:: DATASET ENTRIES
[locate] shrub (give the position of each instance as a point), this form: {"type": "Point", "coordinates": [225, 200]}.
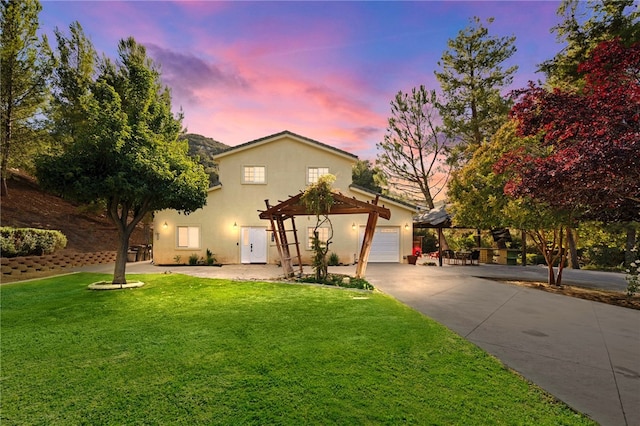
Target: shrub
{"type": "Point", "coordinates": [339, 280]}
{"type": "Point", "coordinates": [210, 258]}
{"type": "Point", "coordinates": [633, 281]}
{"type": "Point", "coordinates": [30, 241]}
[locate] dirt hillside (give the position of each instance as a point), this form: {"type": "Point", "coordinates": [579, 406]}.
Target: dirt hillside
{"type": "Point", "coordinates": [27, 206]}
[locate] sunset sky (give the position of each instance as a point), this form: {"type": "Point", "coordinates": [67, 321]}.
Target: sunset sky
{"type": "Point", "coordinates": [325, 70]}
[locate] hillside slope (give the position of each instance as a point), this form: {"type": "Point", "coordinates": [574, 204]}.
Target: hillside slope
{"type": "Point", "coordinates": [27, 206]}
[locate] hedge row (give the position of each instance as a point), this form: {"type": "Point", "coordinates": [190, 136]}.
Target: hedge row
{"type": "Point", "coordinates": [29, 241]}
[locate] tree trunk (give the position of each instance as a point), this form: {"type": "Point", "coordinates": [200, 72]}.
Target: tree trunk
{"type": "Point", "coordinates": [551, 280]}
{"type": "Point", "coordinates": [630, 243]}
{"type": "Point", "coordinates": [5, 149]}
{"type": "Point", "coordinates": [573, 249]}
{"type": "Point", "coordinates": [524, 248]}
{"type": "Point", "coordinates": [119, 272]}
::::
* [EXERCISE DIRECTIONS]: Reproduce the stretch of items above from the line containing "[locate] hillside slope" through the end of the items, line for line and without any changes.

* [RESULT OF THIS EXERCISE]:
[locate] hillside slope (give the position of each instance as a point), this form: {"type": "Point", "coordinates": [574, 204]}.
Target: hillside slope
{"type": "Point", "coordinates": [27, 206]}
[locate] hedge row (give the position of each instance as a point), this form: {"type": "Point", "coordinates": [190, 136]}.
Target: hedge row
{"type": "Point", "coordinates": [29, 241]}
[locate] tree trunk (give the position of each instance as a point), this form: {"type": "Point", "coordinates": [200, 72]}.
Target: tree trunk
{"type": "Point", "coordinates": [551, 280]}
{"type": "Point", "coordinates": [630, 243]}
{"type": "Point", "coordinates": [5, 149]}
{"type": "Point", "coordinates": [573, 249]}
{"type": "Point", "coordinates": [524, 248]}
{"type": "Point", "coordinates": [119, 272]}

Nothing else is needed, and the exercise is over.